### Selected excerpt
[Start of section]

Excuse me while I get up on my soapbox and put my ex-Wellness Center Peer Educator hat on. No matter how many cups of coffee you have, nothing can replace the effect a night of good sleep has on your ability to learn, retain and recall information. Nothing.
Pardon my dramatization, but it seems to be a common conception on this campus that there’s some sort of magic ratio that will give you the same learning potential eight hours of sleep would – such as substituting one cup of coffee for every one hour of missed sleep. We carry mugs covered in all-day-coffee stickers like each one is a merit badge earned from a late night of studying.
Caffeine cannot replace sleep, and I think deep down we realize that. I’ve definitely made it through many lectures fully awake thanks to the cup of black tea in my hand, but the moment they were over, I was unable to recall anything that had happened or had been said.
This zombie-like effect arises out of the science of caffeine; it is an addictive drug that acts on adenosine receptors in the brain. Adenosine accumulates in the brain over the course of the day in accordance with your circadian rhythm and makes you weary. Caffeine binds to adenosine receptors in the brain without producing the same groggy effects adenosine would and prevents actual adenosine from binding to the receptors.
This process activates your body’s fight-or-flight response: the rapid beating heart and sense of anxiety you get after coffee would be the same feeling you would have if you were being chased by a tiger in the wild.
In short, caffeine increases arousal by acting on your fight-or-flight response. Astrid Nehlig published a review article in the Journal of Alzheimer’s Disease confirming this fact. Nehlig also said that caffeine – in moderate doses – can increase concentration and elevate mood. As much as I hate to admit it, caffeine can also help learning in situations of decreased arousal: So if you didn’t sleep much one night and need to learn the next day, coffee is not a bad idea.
However, Nehlig notes that in higher quantities, caffeine increases blood pressure and heart rate to a maladaptive level. Caffeine also prevents you from using new information and storing new memories. This means that what you read or learn is likely to slip right out of your brain within the day.

[End of section]

### Tasks to perform
1. Reproduce the stretch of the piece on caffeine and sleep from "In short, caffeine" through "a bad idea.", word for word.
2. In the piece on caffeine and sleep, in which journal did Astrid Nehlig publish her review article?
3. Extend the piece on caffeine and sleep past its final sentence, keeping its voice and subject.

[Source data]
[Start of section]

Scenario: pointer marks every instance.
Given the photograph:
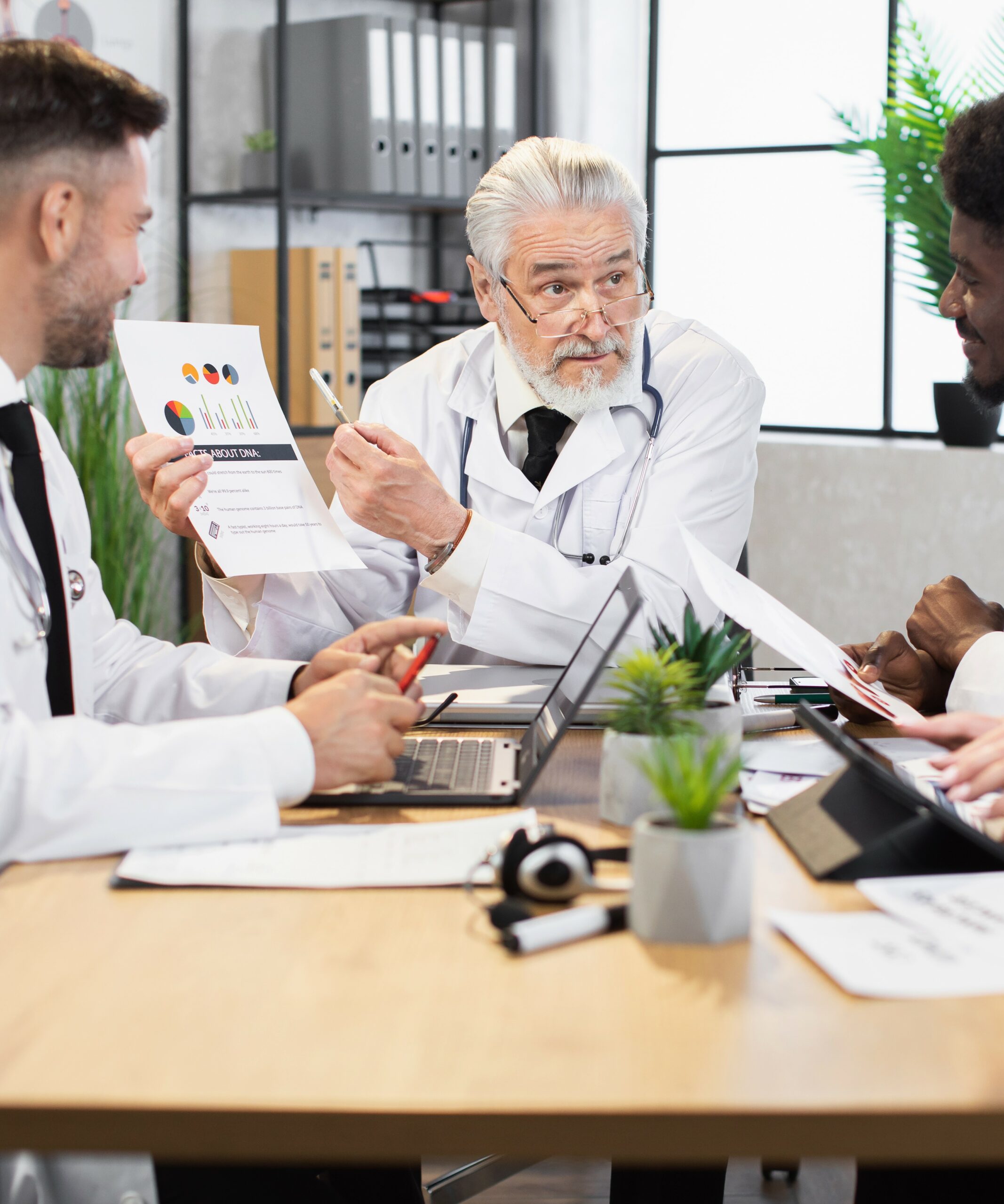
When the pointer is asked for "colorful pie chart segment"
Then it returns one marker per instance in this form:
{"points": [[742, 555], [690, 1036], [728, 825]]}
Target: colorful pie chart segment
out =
{"points": [[180, 418]]}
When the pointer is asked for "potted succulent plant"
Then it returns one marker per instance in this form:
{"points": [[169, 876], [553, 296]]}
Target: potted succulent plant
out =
{"points": [[692, 863], [652, 688], [258, 163], [713, 652]]}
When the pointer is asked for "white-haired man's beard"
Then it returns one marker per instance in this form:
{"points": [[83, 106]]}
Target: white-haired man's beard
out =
{"points": [[591, 393]]}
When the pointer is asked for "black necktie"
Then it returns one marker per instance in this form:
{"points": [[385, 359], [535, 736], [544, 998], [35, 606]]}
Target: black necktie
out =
{"points": [[544, 428], [17, 431]]}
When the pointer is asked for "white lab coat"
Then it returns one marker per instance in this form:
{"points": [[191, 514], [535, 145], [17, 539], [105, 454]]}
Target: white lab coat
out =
{"points": [[92, 783], [534, 605]]}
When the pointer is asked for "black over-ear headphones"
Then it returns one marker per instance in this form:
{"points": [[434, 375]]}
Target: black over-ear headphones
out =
{"points": [[537, 863]]}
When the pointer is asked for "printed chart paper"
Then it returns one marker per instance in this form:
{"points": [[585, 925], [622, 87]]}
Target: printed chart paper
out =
{"points": [[339, 855], [770, 620], [260, 511]]}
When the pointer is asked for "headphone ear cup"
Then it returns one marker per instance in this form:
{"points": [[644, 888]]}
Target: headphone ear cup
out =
{"points": [[516, 850]]}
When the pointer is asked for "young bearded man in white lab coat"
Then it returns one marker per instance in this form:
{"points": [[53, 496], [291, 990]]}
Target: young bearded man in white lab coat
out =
{"points": [[78, 776], [544, 409]]}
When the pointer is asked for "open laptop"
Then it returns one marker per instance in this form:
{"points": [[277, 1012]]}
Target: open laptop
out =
{"points": [[479, 771]]}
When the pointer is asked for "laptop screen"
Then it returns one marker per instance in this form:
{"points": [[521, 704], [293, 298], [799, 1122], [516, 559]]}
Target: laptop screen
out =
{"points": [[583, 671]]}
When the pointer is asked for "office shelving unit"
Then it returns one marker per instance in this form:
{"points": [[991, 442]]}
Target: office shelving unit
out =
{"points": [[285, 199]]}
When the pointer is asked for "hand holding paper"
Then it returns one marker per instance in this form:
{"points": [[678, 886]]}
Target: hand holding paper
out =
{"points": [[770, 620], [258, 511]]}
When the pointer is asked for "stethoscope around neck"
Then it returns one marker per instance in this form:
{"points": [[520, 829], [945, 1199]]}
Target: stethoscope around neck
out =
{"points": [[587, 558]]}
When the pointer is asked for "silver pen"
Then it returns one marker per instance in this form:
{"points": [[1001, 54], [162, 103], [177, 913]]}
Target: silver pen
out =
{"points": [[341, 417]]}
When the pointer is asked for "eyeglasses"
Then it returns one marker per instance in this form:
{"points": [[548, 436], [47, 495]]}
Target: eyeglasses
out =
{"points": [[563, 323]]}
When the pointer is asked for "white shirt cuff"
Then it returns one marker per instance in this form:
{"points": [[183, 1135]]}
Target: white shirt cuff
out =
{"points": [[240, 595], [979, 681], [462, 576], [287, 751]]}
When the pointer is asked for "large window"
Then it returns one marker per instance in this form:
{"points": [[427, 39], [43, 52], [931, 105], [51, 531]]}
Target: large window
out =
{"points": [[764, 231]]}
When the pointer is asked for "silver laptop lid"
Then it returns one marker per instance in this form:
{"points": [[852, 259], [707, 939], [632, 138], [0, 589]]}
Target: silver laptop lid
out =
{"points": [[580, 677]]}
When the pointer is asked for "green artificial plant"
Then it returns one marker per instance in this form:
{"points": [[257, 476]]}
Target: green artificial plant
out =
{"points": [[652, 688], [264, 141], [91, 411], [713, 652], [692, 777], [902, 150]]}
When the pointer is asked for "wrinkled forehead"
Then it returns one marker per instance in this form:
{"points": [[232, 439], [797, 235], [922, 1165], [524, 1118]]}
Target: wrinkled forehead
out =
{"points": [[571, 242]]}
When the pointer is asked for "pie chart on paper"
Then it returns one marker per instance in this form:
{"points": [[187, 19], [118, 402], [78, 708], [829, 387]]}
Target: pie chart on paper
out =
{"points": [[180, 418]]}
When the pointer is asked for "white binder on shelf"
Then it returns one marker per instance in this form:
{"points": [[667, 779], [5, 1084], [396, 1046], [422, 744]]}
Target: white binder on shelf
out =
{"points": [[402, 55], [340, 104], [430, 151], [473, 106], [452, 106], [501, 92]]}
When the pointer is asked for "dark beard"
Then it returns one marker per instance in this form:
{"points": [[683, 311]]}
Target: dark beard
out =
{"points": [[79, 334], [986, 396]]}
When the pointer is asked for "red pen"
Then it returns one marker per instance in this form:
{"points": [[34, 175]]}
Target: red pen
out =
{"points": [[419, 663]]}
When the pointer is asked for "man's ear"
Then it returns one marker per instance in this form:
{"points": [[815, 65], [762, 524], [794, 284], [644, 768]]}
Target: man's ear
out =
{"points": [[61, 221], [482, 285]]}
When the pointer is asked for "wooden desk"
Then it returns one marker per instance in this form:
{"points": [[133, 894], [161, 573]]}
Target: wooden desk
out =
{"points": [[361, 1025]]}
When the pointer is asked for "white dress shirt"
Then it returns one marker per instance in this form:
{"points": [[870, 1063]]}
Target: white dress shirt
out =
{"points": [[140, 762], [979, 681]]}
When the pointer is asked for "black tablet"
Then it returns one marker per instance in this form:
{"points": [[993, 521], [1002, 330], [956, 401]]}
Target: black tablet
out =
{"points": [[960, 818]]}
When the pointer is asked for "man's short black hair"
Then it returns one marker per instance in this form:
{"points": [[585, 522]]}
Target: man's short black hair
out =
{"points": [[972, 166], [57, 97]]}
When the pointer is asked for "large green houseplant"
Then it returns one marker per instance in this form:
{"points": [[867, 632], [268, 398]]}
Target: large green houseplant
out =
{"points": [[92, 413], [900, 154]]}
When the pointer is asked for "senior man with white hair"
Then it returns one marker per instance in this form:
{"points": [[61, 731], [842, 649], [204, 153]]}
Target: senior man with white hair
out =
{"points": [[517, 470]]}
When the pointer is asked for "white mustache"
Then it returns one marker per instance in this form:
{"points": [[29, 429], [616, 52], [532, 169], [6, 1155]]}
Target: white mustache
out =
{"points": [[576, 346]]}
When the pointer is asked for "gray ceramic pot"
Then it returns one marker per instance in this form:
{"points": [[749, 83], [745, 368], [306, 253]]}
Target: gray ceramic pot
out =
{"points": [[692, 888]]}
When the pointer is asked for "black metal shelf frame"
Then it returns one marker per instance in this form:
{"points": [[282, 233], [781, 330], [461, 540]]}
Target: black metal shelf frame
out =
{"points": [[655, 153], [283, 198]]}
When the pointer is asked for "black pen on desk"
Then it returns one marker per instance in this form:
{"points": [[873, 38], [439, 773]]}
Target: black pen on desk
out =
{"points": [[563, 927], [341, 417]]}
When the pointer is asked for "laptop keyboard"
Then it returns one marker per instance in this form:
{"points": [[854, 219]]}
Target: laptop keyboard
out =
{"points": [[452, 766]]}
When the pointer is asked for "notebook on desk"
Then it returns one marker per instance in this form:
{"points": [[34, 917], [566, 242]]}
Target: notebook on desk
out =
{"points": [[492, 771]]}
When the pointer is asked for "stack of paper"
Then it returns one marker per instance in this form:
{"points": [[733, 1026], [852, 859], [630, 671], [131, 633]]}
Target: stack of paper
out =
{"points": [[331, 856], [937, 936]]}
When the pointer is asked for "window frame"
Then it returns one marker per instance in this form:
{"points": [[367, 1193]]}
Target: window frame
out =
{"points": [[656, 153]]}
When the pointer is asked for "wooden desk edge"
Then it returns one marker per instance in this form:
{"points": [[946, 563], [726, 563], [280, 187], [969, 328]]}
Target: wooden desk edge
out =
{"points": [[304, 1136]]}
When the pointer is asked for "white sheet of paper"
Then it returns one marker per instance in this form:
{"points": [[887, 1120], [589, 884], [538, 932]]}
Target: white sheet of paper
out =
{"points": [[343, 855], [901, 748], [876, 955], [262, 511], [762, 792], [772, 622], [964, 908], [807, 755]]}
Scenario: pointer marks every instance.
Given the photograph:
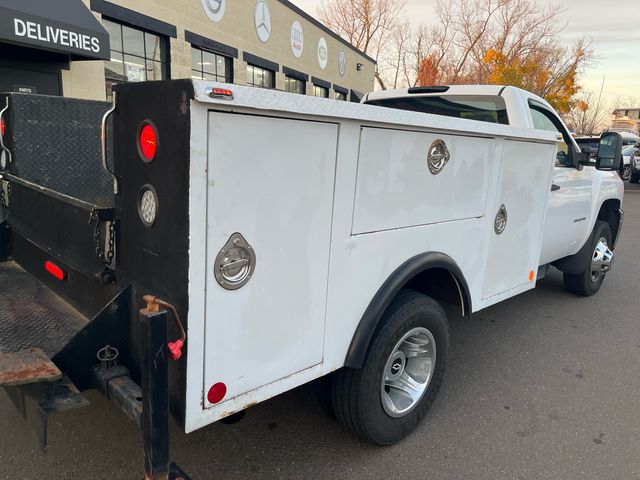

[End of section]

### Results of the tasks
1.
In short, caffeine increases arousal by acting on your fight-or-flight response. Astrid Nehlig published a review article in the Journal of Alzheimer’s Disease confirming this fact. Nehlig also said that caffeine – in moderate doses – can increase concentration and elevate mood. As much as I hate to admit it, caffeine can also help learning in situations of decreased arousal: So if you didn’t sleep much one night and need to learn the next day, coffee is not a bad idea.

2. The Journal of Alzheimer's Disease.

3.
The other factor that plays into memory, and thus into learning as well, is the sleep cycle. Ruth Bolstad, Academic Strategist and Consulting Coordinator for the Academic Support Center, explained that part of the sleep cycle is spent re-creating the chemicals needed for learning. Interrupting that process or not letting it come to completion leaves our ability to learn incomplete.
Not sleeping also makes us tired, obviously, so we equate these two processes as one and the same. That’s why we think drinking coffee will allow us to learn better. In reality, coffee does nothing to restore those chemicals that help us to retain or process information, and this caffeinated crutch we often lean on actively hinders the learning process. In the big picture, this means we have to alter our sleep habits in order to achieve our highest academic performance.
Just as an added caveat, in a sleep study published in the College Student Journal, William E. Kelly studied students who consistently got eight hours of sleep and compared them to students who usually got six. Stanford did a study where they paid students to get an hour more of sleep a night, no matter what they averaged before.
What did these researchers find? Students who got more sleep had higher GPAs in both instances. Just think: increasing your GPA could be as easy as just going to bed.